Point-per-instance localization data
Content starts

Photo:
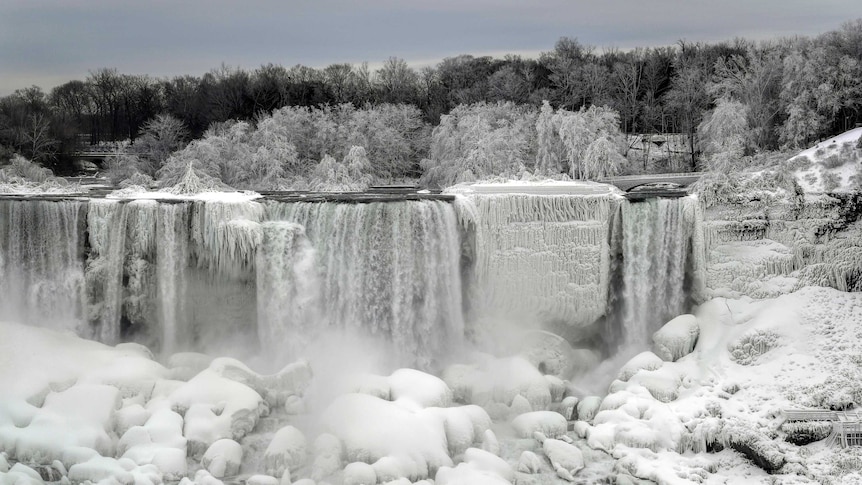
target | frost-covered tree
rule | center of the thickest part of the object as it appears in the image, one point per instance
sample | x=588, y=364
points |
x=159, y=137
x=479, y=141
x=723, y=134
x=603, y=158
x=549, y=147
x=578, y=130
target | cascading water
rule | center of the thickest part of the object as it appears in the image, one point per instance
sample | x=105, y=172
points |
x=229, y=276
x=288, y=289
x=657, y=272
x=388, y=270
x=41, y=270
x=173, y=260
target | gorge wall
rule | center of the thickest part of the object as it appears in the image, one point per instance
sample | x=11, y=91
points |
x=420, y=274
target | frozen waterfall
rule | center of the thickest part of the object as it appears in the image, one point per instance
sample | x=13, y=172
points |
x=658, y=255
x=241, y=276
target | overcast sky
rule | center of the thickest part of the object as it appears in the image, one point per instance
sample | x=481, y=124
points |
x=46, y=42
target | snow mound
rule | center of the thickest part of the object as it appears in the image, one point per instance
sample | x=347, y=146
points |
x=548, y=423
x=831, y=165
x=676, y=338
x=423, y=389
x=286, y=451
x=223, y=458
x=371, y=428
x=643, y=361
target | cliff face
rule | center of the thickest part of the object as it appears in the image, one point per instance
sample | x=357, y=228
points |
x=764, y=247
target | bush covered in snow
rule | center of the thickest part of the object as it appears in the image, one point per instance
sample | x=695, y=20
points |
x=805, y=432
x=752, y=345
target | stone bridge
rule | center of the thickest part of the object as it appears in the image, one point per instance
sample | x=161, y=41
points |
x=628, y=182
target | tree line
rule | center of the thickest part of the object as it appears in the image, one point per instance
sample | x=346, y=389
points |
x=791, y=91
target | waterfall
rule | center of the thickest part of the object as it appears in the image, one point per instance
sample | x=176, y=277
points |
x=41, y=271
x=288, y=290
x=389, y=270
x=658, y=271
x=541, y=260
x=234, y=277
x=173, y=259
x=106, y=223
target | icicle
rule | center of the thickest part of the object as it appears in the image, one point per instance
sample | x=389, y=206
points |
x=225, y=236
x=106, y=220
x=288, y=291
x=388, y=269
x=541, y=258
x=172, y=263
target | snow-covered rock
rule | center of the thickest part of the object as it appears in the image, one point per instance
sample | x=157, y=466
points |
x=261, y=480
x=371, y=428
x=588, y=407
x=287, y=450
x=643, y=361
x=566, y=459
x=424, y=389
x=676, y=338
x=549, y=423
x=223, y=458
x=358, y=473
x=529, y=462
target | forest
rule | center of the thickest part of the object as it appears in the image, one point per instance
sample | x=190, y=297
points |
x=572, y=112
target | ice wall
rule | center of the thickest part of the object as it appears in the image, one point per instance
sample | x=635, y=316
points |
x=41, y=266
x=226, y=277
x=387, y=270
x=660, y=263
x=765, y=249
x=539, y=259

Content ends
Content starts

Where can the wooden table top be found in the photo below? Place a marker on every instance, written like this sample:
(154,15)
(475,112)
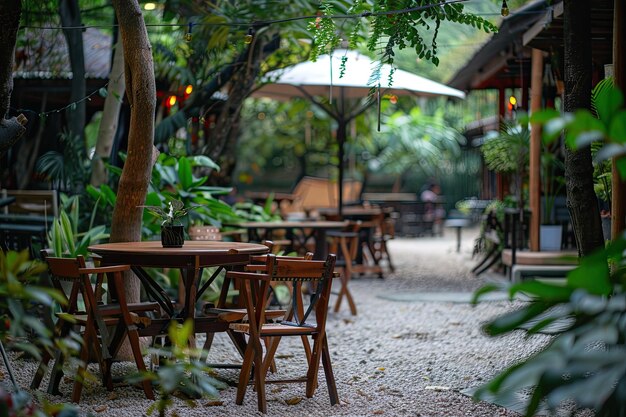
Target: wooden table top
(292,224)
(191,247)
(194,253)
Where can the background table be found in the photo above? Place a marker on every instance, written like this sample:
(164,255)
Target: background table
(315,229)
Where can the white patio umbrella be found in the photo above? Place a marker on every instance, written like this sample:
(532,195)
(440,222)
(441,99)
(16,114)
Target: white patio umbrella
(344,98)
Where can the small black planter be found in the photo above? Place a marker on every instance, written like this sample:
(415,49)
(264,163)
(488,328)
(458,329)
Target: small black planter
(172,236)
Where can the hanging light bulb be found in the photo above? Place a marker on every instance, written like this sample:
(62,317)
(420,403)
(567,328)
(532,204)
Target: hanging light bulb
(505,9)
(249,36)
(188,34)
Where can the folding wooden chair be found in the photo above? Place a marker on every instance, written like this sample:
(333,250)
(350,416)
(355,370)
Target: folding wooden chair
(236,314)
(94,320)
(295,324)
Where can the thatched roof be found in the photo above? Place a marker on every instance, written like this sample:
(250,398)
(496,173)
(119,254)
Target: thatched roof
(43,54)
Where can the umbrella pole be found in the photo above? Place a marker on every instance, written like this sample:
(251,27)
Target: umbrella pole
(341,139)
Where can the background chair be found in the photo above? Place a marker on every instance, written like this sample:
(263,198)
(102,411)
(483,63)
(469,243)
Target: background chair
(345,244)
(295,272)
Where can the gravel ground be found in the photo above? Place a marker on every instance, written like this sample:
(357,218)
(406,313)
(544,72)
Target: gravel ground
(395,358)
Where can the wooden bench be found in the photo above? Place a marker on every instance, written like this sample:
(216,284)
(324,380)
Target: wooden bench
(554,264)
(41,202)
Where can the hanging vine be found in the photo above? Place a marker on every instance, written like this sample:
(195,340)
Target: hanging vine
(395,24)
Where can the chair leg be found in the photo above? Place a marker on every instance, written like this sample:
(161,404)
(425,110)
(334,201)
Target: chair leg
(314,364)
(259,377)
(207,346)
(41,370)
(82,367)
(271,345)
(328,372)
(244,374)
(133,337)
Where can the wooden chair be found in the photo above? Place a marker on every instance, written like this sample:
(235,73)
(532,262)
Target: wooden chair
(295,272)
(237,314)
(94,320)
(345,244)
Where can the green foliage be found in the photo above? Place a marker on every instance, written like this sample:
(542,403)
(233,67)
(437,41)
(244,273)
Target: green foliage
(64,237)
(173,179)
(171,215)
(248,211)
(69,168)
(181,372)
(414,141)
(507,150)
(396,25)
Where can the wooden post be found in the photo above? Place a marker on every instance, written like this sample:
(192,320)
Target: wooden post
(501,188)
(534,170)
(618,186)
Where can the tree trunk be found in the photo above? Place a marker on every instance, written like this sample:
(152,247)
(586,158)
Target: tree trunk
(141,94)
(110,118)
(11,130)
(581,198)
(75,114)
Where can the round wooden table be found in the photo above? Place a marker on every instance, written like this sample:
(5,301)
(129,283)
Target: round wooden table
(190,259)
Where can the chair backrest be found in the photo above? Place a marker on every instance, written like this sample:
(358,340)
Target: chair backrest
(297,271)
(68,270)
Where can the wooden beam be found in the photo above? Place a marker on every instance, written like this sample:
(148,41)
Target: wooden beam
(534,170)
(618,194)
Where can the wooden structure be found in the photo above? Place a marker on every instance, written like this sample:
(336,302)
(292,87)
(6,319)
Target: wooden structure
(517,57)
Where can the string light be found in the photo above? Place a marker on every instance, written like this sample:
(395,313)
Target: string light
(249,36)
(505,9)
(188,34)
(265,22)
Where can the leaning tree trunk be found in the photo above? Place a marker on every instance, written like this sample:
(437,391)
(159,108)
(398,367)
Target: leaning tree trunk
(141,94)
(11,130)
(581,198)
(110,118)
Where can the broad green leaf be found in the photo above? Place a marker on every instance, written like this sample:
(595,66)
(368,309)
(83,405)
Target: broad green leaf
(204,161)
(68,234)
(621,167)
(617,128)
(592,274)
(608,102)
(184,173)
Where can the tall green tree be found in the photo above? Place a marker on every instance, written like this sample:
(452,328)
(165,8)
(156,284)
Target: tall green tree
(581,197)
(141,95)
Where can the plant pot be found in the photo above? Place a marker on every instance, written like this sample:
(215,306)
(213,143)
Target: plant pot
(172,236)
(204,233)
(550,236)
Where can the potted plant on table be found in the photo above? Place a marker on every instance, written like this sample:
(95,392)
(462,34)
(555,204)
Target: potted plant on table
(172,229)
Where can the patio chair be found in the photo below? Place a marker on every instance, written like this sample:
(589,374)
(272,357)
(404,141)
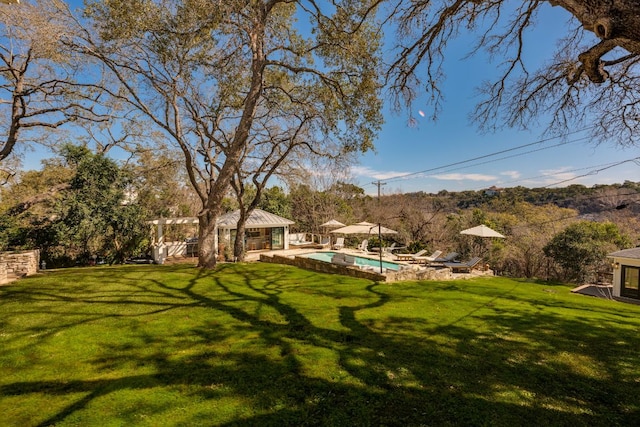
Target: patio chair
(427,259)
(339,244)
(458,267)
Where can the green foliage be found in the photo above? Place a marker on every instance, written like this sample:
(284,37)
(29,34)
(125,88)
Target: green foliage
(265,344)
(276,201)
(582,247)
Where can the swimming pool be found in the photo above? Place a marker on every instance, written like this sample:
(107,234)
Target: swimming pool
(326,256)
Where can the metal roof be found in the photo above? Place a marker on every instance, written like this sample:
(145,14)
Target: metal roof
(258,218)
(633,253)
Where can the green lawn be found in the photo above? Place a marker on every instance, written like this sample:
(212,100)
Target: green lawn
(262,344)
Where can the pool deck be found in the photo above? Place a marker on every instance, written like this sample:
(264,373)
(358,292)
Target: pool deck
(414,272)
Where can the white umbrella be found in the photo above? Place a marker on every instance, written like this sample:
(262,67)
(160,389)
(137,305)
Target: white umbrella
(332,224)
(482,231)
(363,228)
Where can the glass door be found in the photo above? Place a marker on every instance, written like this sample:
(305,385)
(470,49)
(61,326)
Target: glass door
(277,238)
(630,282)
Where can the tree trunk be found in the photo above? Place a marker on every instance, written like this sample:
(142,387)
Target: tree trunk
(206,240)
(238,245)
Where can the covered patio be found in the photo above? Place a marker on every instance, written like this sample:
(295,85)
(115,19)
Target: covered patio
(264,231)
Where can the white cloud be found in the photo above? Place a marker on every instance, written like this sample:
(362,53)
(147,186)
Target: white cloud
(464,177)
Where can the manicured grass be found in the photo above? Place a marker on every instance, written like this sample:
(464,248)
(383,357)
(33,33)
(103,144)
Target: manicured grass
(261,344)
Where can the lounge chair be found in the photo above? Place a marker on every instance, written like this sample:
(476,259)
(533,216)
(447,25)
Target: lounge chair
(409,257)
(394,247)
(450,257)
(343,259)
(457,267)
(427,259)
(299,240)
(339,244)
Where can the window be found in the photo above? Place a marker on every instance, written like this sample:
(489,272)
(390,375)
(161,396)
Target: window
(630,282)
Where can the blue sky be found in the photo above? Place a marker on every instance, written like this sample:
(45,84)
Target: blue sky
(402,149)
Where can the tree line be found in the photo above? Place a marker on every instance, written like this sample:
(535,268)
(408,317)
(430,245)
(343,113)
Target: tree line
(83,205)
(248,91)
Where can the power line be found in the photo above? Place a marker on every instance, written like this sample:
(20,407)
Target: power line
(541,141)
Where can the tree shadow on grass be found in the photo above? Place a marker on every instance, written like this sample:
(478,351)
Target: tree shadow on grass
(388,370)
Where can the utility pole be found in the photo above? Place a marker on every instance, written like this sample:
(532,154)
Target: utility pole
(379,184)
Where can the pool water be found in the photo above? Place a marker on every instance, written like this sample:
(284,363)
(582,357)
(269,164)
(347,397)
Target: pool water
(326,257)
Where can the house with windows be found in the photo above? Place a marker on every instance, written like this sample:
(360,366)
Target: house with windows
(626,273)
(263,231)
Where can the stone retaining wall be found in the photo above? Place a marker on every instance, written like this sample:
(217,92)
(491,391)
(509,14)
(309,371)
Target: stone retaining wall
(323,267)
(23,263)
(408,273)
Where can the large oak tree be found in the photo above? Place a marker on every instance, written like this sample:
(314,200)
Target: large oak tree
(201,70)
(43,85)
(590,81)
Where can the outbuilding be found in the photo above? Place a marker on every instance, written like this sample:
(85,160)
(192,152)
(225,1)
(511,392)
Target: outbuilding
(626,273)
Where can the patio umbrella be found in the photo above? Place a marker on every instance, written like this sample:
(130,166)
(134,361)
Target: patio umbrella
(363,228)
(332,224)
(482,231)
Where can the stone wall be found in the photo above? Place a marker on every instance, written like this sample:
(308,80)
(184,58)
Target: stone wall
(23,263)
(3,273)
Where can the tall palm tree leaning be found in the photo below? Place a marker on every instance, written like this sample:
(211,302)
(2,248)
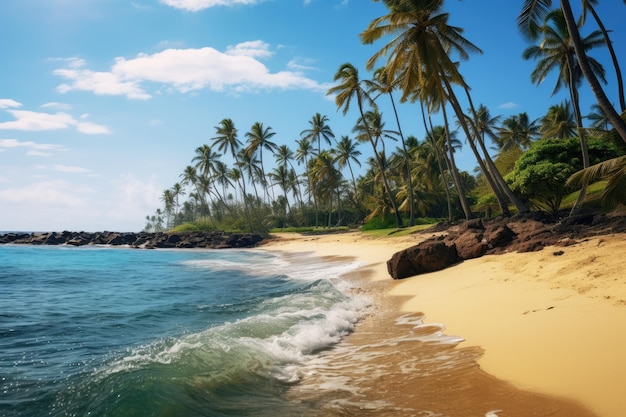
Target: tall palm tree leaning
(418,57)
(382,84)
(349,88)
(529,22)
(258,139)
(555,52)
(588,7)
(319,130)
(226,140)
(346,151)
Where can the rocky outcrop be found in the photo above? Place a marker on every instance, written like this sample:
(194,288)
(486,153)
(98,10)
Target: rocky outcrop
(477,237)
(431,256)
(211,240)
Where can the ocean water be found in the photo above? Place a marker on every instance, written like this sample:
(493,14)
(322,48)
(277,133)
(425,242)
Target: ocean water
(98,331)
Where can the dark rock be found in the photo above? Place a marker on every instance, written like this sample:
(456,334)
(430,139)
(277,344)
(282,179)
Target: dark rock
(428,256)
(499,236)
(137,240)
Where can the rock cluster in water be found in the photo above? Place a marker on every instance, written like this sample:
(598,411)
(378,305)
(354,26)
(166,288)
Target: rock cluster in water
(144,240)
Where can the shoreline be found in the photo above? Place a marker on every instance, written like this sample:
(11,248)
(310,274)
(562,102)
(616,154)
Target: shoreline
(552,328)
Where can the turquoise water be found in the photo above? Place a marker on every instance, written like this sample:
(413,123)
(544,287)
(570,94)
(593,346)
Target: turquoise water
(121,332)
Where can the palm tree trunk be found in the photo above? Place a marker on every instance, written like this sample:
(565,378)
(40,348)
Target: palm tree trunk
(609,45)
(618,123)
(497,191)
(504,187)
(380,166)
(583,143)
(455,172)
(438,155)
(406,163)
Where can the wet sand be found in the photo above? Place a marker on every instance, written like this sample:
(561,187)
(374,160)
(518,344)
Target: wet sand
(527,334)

Content ends

I need the number of lines in the entries that include "below"; please give that number and nothing else.

3